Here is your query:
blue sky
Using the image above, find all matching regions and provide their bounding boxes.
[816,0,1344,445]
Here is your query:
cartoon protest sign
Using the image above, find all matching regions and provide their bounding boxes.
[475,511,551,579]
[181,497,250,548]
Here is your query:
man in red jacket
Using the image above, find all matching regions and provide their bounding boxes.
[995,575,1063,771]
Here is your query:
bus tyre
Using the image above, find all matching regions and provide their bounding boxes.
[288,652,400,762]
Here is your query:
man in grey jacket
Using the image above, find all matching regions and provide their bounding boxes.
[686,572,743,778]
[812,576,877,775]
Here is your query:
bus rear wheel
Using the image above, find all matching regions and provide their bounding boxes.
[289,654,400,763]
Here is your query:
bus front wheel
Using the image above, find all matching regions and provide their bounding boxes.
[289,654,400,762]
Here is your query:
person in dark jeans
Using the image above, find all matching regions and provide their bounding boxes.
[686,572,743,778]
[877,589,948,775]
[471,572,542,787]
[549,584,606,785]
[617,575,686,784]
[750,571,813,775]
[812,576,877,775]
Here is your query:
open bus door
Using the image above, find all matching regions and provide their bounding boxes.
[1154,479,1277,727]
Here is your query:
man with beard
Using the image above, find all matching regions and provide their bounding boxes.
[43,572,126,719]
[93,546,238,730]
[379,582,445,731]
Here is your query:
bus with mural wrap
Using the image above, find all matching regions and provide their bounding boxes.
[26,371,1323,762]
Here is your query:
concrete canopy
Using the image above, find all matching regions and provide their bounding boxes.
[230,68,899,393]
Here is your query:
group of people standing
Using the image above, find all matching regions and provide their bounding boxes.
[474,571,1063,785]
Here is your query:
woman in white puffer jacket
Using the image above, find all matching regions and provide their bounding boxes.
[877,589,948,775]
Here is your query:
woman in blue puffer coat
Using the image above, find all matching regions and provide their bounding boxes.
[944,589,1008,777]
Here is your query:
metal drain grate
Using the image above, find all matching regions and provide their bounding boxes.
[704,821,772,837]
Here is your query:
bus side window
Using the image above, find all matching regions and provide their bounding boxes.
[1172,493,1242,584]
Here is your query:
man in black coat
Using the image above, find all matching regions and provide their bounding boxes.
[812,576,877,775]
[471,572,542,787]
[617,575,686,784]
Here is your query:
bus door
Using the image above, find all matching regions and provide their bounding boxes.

+-------+

# What the exercise asks
Please report every line of the entries above that contains the word "woman" and copy each such line in full. Count a line only if the word matches in case.

# The solution
woman in white puffer jacket
woman in blue puffer coat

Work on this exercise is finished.